**ФРАГМЕНТ ДОКУМЕНТА:**
ДРАМА В ТРЁХ ДЕЙСТВИЯХ
Под ярким светом телекамер Трамп сияет, как новенькая медаль на груди советского генсека. 72 часа — и все заложники дома! Триумф! Овации! Только вот за кулисами этого пышного спектакля совсем другой сценарий разворачивается. Пока президент США рисует в воздухе грандиозные картины своей миротворческой мощи, представитель ХАМАС Муса Абу Марзук буднично замечает в интервью «Аль-Джазире»: «Освобождение всех заложников за 72 часа? Не реалистично».
Какая удивительная асимметрия слов и реальности! Можно подумать, что мы с вами наблюдаем не трагедию с заложниками, а какой-то абсурдистский спектакль, где каждый актёр играет по собственному сценарию.
СЛОВЕСНАЯ ЭКВИЛИБРИСТИКА
Знаете, в чём истинное мастерство политика? В умении сказать «мир» так, чтобы подразумевать «война», произнести «переговоры» — и иметь в виду «ультиматум». В последние месяцы я коллекционировал эти лингвистические кульбиты, эти словесные сальто-мортале — и собрал целую галерею.
Вот ХАМАС публично заявляет о «гуманитарных соображениях», а внутренние документы говорят о «максимизации психологического давления». Какой восхитительный зазор между словом и делом! Поистине, пропасть между декларацией и намерением.
А вот Трамп с олимпийской уверенностью обещает 72-часовое чудо. У меня перед глазами сразу встаёт образ советских пятилеток: «Выполним за три дня!» Только здесь речь идёт не о тоннах чугуна, а о человеческих жизнях.
АГРАНОВСКИЙ БЫ ПЛАКАЛ
Помните знаменитый подход Анатолия Аграновского: «Увидеть то, что видели все, но подумать о том, о чём не подумал никто»? Так вот, все видят переговоры о заложниках, но мало кто замечает, что эти переговоры давно превратились в отдельный жанр политического театра.
Я наблюдаю за этим спектаклем уже больше года. Заметили ли вы, что пик «гуманитарной» риторики ХАМАСа пришёлся именно на тот момент, когда манипуляции семьями заложников достигли наивысшей точки? Вот она — дьявольская ирония конфликта: чем громче звучат слова о человечности, тем более бесчеловечные действия они маскируют.
Тут невольно вспоминается старая шутка времён холодной войны: «Как отличить дипломата от обычного человека? Когда обычный человек говорит "да", он имеет в виду "да". Когда дипломат говорит "да", он имеет в виду "возможно". Когда дипломат говорит "возможно", он имеет в виду "нет". А когда дипломат говорит "нет" — он уже не дипломат».

**ПИСЬМЕННОЕ ЗАДАНИЕ 1:**
Ответьте по фрагменту документа:
(a) Кто из представителей ХАМАС назвал освобождение всех заложников за 72 часа нереалистичным и какому изданию он это сказал?
(b) Чей подход цитирует автор в разделе «АГРАНОВСКИЙ БЫ ПЛАКАЛ»?
(c) Как долго автор наблюдает за этим спектаклем?
**ПИСЬМЕННОЕ ЗАДАНИЕ 2:** Перечислите все заголовки разделов во фрагменте документа.
**ПИСЬМЕННОЕ ЗАДАНИЕ 3:** Извлеките из фрагмента документа текст начиная со слов «СЛОВЕСНАЯ ЭКВИЛИБРИСТИКА» и до слов «о человеческих жизнях.» включительно.

**СОХРАНЁННЫЕ ЗАПИСИ:**
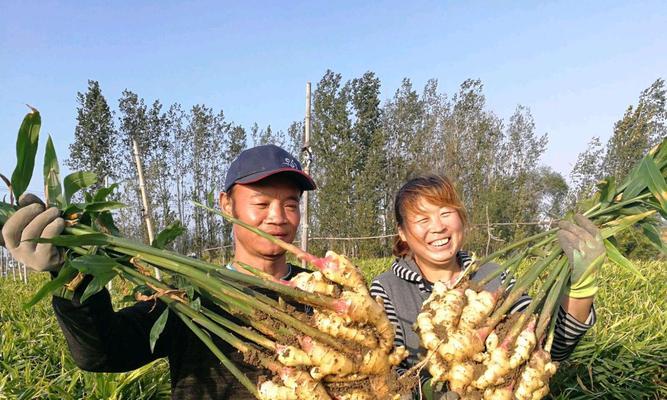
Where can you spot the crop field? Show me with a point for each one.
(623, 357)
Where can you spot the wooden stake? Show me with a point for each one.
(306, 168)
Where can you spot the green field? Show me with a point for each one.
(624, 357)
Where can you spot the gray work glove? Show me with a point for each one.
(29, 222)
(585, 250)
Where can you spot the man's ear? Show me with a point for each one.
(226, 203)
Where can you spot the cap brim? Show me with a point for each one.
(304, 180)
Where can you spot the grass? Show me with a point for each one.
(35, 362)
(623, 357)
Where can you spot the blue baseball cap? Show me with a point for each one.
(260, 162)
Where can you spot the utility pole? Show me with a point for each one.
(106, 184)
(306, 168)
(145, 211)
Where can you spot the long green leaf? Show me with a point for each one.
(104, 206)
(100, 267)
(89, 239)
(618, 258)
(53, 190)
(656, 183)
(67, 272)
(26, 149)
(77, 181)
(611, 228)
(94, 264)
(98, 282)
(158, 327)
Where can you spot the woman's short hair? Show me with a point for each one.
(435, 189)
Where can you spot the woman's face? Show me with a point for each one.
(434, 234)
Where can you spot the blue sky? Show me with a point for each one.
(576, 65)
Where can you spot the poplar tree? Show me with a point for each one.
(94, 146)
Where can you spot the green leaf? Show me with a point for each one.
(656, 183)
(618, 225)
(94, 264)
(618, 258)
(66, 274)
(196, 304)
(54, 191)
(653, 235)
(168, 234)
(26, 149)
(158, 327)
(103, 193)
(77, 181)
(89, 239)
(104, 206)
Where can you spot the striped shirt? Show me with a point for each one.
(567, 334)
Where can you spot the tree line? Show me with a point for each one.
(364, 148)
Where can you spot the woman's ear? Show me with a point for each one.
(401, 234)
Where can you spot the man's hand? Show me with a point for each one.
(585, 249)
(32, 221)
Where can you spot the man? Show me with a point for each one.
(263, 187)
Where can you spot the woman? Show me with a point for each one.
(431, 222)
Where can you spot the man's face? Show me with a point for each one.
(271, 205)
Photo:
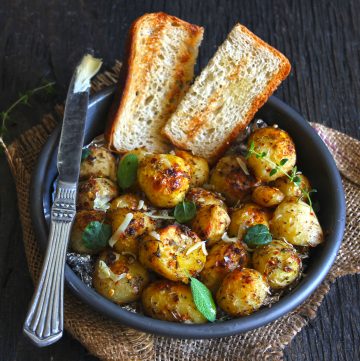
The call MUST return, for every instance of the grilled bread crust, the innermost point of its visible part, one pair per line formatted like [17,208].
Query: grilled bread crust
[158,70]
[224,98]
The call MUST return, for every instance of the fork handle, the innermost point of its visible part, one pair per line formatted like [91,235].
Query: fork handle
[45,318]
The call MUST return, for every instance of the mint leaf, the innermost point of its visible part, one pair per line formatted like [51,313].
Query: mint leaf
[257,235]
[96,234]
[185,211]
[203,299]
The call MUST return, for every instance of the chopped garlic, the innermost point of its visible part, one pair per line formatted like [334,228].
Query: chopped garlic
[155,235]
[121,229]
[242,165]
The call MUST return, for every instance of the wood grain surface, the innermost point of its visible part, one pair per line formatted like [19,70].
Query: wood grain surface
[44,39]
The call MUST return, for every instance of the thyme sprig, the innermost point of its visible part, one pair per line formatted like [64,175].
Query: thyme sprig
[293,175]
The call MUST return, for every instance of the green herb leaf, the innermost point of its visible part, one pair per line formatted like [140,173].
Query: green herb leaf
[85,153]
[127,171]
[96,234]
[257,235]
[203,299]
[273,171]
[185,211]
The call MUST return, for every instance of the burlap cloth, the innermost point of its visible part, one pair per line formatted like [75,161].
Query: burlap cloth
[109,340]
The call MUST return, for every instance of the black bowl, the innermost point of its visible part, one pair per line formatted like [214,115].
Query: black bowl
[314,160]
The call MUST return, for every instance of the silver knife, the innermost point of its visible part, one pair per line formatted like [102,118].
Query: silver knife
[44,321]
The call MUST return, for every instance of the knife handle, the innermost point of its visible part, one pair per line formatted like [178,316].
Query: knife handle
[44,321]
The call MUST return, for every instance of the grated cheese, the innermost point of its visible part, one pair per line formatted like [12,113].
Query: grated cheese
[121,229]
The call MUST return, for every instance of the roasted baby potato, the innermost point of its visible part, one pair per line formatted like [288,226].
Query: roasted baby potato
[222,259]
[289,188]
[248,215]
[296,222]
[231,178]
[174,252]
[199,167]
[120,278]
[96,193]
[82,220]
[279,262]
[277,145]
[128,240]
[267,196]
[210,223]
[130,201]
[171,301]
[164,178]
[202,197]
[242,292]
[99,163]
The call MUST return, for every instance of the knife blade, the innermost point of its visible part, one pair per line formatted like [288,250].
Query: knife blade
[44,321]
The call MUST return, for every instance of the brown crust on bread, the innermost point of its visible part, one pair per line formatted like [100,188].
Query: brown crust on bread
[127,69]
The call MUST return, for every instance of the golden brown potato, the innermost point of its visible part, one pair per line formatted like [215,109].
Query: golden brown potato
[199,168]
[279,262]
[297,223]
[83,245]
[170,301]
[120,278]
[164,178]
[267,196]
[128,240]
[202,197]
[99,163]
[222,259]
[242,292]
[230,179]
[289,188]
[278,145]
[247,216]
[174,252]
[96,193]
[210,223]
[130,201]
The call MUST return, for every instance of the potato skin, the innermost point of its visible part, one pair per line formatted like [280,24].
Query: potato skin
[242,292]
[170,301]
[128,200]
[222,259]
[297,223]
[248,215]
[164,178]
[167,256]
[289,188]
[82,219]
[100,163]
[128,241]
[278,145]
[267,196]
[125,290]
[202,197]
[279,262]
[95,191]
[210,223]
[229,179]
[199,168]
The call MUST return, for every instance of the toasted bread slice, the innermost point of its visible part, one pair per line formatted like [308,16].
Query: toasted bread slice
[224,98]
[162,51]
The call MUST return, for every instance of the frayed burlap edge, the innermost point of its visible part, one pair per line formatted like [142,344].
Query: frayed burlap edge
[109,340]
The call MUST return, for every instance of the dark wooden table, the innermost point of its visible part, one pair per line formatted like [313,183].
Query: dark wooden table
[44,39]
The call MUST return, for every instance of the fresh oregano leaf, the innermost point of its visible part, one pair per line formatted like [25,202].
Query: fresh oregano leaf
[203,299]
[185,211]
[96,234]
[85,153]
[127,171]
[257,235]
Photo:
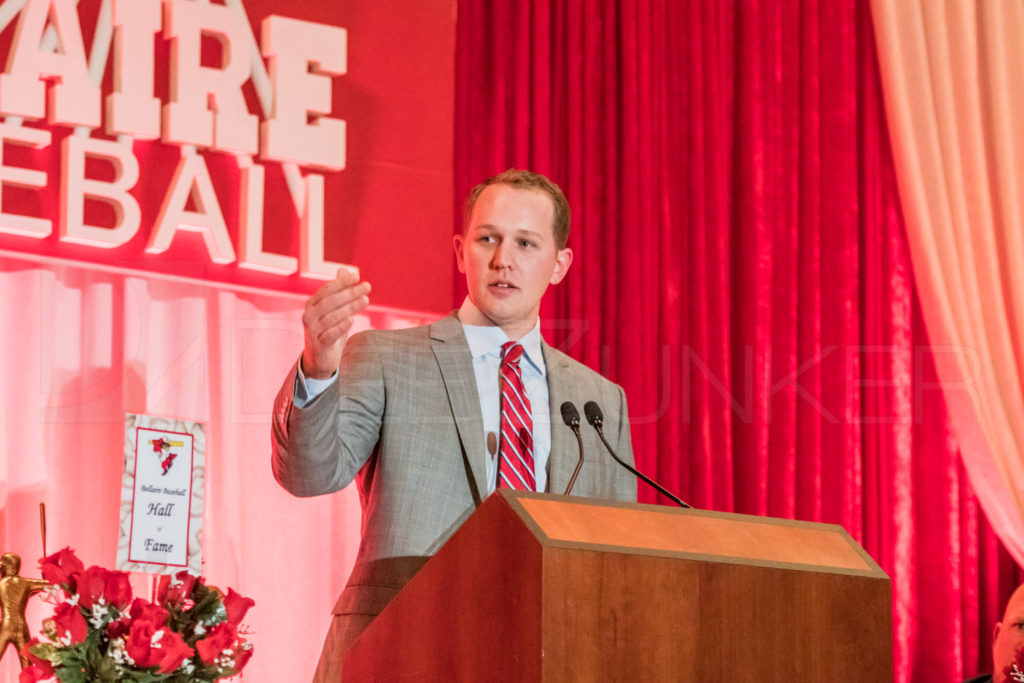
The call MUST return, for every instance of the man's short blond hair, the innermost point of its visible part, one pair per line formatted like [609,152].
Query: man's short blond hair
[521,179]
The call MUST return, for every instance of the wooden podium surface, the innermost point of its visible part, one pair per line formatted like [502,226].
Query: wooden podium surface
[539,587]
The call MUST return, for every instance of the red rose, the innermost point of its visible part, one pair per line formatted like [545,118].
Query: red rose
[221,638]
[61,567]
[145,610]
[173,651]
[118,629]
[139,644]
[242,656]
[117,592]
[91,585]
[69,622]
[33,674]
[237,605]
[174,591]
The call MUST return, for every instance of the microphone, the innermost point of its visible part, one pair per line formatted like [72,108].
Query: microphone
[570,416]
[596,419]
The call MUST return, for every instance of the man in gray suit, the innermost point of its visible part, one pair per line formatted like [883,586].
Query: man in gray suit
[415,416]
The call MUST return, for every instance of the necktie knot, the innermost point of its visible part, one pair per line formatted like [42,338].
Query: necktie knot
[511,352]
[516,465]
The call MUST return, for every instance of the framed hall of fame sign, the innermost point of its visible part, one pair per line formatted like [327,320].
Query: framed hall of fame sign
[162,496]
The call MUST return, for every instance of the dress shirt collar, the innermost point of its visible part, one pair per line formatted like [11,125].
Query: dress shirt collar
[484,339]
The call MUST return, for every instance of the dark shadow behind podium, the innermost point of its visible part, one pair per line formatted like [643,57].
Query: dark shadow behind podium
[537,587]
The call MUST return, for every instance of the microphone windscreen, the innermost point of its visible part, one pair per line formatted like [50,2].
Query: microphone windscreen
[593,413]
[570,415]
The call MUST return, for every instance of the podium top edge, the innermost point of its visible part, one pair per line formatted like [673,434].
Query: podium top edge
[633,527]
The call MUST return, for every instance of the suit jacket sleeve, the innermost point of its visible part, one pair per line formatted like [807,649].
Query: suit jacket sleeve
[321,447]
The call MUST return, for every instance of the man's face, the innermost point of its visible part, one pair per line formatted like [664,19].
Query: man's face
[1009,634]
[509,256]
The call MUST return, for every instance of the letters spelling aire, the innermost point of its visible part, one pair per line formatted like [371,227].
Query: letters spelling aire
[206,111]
==
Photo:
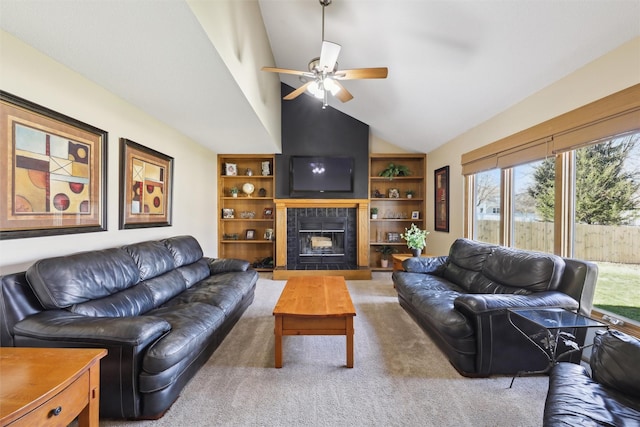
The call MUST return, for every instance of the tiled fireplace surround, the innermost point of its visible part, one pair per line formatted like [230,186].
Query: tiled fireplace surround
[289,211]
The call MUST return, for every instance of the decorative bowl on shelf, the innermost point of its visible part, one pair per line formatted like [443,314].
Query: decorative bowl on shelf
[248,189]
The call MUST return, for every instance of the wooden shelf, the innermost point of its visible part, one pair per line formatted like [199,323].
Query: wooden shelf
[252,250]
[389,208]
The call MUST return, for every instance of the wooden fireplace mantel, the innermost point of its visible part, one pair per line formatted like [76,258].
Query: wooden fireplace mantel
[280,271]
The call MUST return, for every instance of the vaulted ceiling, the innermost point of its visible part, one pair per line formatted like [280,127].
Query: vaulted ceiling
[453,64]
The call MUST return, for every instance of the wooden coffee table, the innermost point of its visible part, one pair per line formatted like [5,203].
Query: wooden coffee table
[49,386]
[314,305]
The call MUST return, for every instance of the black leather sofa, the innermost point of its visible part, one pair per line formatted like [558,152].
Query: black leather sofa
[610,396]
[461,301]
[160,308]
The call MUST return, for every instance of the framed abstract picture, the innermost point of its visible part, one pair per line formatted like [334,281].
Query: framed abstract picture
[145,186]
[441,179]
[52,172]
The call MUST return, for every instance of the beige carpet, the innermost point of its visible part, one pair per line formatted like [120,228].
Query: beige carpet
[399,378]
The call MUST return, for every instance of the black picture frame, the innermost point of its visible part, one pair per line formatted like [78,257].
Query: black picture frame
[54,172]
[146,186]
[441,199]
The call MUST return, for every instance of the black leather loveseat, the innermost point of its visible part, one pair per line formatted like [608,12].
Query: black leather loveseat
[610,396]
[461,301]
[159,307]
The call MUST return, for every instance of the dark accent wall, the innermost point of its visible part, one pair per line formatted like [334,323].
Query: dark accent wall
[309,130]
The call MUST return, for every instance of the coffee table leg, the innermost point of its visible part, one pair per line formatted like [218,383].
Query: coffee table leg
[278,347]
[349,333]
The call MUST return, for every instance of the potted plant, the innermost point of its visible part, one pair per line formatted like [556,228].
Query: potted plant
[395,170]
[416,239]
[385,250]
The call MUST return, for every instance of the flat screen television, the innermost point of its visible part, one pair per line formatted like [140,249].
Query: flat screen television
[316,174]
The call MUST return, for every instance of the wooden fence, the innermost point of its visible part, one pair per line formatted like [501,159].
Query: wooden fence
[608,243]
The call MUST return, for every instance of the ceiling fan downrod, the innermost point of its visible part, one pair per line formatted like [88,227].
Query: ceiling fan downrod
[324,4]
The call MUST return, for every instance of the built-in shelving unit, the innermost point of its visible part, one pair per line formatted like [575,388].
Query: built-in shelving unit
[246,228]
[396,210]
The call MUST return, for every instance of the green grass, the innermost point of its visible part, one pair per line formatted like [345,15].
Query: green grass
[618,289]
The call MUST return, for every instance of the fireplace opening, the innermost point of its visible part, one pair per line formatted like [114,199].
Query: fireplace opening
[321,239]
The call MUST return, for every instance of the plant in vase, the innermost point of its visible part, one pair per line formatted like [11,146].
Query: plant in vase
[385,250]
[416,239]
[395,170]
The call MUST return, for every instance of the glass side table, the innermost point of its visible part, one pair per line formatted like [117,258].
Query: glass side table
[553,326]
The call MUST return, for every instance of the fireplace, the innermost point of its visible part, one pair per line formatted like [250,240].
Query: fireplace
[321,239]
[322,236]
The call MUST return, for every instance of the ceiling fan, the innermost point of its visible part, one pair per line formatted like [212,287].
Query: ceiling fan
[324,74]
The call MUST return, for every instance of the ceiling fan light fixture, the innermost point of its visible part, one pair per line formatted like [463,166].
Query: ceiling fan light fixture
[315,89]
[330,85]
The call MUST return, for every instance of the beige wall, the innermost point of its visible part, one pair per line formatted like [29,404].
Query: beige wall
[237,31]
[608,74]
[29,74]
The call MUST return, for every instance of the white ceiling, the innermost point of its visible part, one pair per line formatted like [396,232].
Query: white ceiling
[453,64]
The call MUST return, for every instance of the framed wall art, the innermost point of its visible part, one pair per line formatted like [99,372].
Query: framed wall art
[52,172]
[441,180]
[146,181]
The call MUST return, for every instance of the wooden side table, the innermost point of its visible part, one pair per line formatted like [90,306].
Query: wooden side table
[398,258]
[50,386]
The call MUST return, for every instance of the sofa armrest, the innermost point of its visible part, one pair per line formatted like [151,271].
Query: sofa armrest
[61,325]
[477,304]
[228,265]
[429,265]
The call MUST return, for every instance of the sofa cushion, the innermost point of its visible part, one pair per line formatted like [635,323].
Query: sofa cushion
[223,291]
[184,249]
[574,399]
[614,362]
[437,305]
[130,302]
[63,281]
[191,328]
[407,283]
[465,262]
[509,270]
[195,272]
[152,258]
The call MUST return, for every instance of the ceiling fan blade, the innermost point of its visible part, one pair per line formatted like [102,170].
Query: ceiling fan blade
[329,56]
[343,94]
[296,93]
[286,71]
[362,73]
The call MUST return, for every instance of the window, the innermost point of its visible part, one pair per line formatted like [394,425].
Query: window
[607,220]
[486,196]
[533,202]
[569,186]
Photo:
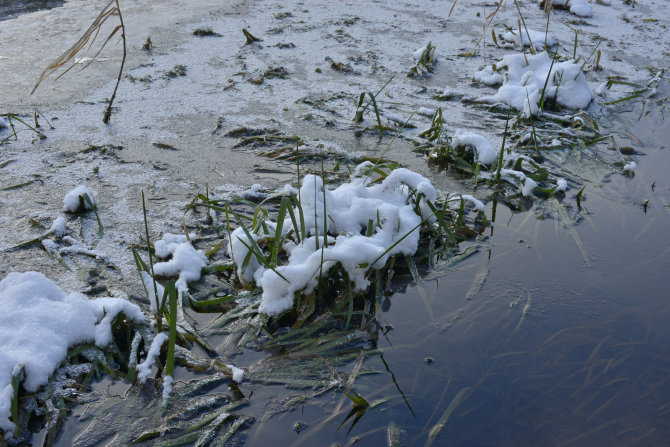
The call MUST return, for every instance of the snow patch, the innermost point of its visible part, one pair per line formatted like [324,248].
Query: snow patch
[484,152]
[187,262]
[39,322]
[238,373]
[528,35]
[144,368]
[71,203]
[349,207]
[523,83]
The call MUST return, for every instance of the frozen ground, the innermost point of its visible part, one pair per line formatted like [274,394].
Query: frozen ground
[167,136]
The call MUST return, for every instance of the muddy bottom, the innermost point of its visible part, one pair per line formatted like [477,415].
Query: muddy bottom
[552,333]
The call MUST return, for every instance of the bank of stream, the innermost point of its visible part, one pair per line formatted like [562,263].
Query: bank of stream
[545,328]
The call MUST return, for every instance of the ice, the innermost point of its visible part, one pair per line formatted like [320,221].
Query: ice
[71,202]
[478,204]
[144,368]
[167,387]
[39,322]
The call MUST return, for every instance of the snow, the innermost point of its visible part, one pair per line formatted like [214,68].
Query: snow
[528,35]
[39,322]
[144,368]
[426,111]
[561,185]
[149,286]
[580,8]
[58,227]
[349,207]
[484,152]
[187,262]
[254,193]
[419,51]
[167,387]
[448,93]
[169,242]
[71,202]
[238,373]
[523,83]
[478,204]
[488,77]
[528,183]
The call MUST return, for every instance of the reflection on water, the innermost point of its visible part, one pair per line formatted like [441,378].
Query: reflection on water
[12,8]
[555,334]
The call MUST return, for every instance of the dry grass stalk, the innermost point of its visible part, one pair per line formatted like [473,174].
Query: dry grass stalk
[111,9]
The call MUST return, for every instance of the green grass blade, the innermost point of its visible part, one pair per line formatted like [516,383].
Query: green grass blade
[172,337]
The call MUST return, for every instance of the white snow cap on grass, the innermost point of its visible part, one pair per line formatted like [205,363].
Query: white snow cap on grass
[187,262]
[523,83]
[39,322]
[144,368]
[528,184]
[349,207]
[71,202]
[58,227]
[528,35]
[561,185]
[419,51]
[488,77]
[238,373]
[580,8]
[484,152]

**ПИСЬМЕННЫЙ ОТВЕТ 1:**
(a) Муса Абу Марзук, в интервью «Аль-Джазире».
(b) Подход Анатолия Аграновского.
(c) Больше года.

**ПИСЬМЕННЫЙ ОТВЕТ 2:**
ДРАМА В ТРЁХ ДЕЙСТВИЯХ
СЛОВЕСНАЯ ЭКВИЛИБРИСТИКА
АГРАНОВСКИЙ БЫ ПЛАКАЛ

**ПИСЬМЕННЫЙ ОТВЕТ 3:**
СЛОВЕСНАЯ ЭКВИЛИБРИСТИКА
Знаете, в чём истинное мастерство политика? В умении сказать «мир» так, чтобы подразумевать «война», произнести «переговоры» — и иметь в виду «ультиматум». В последние месяцы я коллекционировал эти лингвистические кульбиты, эти словесные сальто-мортале — и собрал целую галерею.
Вот ХАМАС публично заявляет о «гуманитарных соображениях», а внутренние документы говорят о «максимизации психологического давления». Какой восхитительный зазор между словом и делом! Поистине, пропасть между декларацией и намерением.
А вот Трамп с олимпийской уверенностью обещает 72-часовое чудо. У меня перед глазами сразу встаёт образ советских пятилеток: «Выполним за три дня!» Только здесь речь идёт не о тоннах чугуна, а о человеческих жизнях.